**What needs to be done:** Write out the data exactly, keeping every line.

**Study material:**

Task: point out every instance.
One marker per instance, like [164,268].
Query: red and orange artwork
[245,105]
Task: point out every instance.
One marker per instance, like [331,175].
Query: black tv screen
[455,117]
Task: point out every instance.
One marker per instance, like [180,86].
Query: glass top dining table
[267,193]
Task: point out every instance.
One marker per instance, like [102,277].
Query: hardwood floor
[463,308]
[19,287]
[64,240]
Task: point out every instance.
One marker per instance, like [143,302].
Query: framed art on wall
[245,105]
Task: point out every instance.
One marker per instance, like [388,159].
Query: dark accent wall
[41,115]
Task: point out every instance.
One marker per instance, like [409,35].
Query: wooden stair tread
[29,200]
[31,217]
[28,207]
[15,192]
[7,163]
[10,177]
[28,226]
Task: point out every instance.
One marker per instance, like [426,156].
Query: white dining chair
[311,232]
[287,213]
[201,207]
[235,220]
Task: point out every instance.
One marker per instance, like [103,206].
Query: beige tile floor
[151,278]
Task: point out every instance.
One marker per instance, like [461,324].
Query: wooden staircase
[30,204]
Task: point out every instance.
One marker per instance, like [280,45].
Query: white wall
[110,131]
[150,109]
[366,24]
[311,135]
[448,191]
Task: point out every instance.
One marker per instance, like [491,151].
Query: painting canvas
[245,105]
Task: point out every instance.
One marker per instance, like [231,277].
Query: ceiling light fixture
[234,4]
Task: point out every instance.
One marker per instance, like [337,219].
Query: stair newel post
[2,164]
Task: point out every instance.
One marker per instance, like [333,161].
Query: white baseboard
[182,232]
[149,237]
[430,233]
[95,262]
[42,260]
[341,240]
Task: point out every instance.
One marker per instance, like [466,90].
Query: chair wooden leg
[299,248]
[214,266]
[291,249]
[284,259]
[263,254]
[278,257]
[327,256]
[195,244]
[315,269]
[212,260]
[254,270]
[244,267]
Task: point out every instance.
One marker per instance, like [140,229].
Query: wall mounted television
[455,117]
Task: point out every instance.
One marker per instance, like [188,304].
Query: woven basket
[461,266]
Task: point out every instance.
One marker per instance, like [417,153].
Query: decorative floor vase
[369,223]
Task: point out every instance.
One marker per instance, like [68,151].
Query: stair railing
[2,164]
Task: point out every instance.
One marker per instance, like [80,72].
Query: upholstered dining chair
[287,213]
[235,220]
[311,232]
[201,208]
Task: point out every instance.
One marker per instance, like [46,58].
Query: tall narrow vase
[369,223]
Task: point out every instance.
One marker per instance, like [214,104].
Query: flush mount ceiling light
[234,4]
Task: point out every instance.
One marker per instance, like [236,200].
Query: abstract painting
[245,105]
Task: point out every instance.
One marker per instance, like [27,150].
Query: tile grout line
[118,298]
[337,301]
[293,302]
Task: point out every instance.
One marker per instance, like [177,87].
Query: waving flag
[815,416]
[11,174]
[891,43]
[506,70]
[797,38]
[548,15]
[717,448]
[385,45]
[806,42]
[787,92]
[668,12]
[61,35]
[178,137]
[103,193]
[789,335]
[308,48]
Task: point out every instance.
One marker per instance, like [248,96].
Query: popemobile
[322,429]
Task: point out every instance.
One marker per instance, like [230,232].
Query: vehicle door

**Your solution:**
Task: point out every instance.
One marker per instance, like [164,268].
Query: red and orange artwork
[245,105]
Task: point out every instance.
One marker per instance, like [331,175].
Query: black tv screen
[455,117]
Task: point out every instance.
One marker per instance, like [180,86].
Query: glass top dining table
[267,193]
Task: point out every instance.
One marker per instance, like [102,277].
Query: hardwood floor
[463,308]
[19,287]
[64,240]
Task: point out every instance.
One marker per instance, like [143,302].
Query: framed art on wall
[245,105]
Task: point out every instance.
One marker per instance, like [388,159].
Query: dark accent wall
[41,115]
Task: point out every instance.
One marker per instance, like [409,35].
Query: wooden stair tread
[29,200]
[31,217]
[28,207]
[15,192]
[7,163]
[10,177]
[28,226]
Task: point out every instance.
One marker per instance, like [426,156].
Query: white dining chair
[311,232]
[287,213]
[201,207]
[235,220]
Task: point out every instance.
One marker per instance, like [103,206].
Query: beige tile floor
[151,278]
Task: point out every instance.
One marker per instance, like [461,324].
Query: wooden staircase
[30,204]
Task: point out every instance.
One marker per instance, like [280,45].
Query: white wall
[110,131]
[150,109]
[366,24]
[311,135]
[448,191]
Task: point out every instance.
One marker per instance, like [491,151].
Query: painting canvas
[245,105]
Task: point out every instance.
One marker per instance, like [231,277].
Query: ceiling light fixture
[234,4]
Task: point out every instance.
One marker per instance, like [337,219].
Query: stair newel post
[2,164]
Task: point out every instance.
One marker per instance, like [333,161].
Query: white baseboard
[182,232]
[149,237]
[430,233]
[95,262]
[42,260]
[341,240]
Task: point out every instance.
One marker per instance, like [466,90].
Query: chair wooden leg
[299,248]
[214,266]
[291,249]
[284,259]
[263,254]
[278,257]
[327,256]
[195,244]
[315,269]
[212,260]
[254,270]
[244,267]
Task: point out every instance.
One marker per instance, like [140,229].
Query: wall mounted television
[455,117]
Task: point out every instance.
One marker per instance, like [188,304].
Query: woven basket
[461,266]
Task: point out every instance.
One marker per instance, like [417,153].
Query: decorative floor vase
[369,223]
Task: point out every instance.
One marker per instance, like [68,151].
Query: stair railing
[2,164]
Task: point out every instance.
One marker per instance, like [80,72].
Query: upholstered dining chair
[287,213]
[235,220]
[311,232]
[201,208]
Task: point out every instance.
One marker per instance, like [46,58].
Query: tall narrow vase
[369,223]
Task: point out every instance.
One marker per instance, like [214,104].
Query: flush mount ceiling light
[234,4]
Task: point out every instance.
One marker per instance, like [236,200].
Query: abstract painting
[245,105]
Task: point out every instance.
One marker per instance, like [27,150].
Query: tile grout line
[118,298]
[337,301]
[293,302]
Task: point out every instance.
One marker per instance, like [177,87].
Query: waving flag
[815,416]
[11,174]
[891,43]
[506,70]
[797,38]
[548,15]
[717,448]
[385,45]
[806,42]
[787,92]
[668,12]
[61,35]
[178,137]
[103,193]
[789,335]
[308,48]
Task: point out every instance.
One marker per instance, like [248,96].
Query: popemobile
[322,429]
Task: point out every instance.
One marker per instance, like [230,232].
Query: vehicle door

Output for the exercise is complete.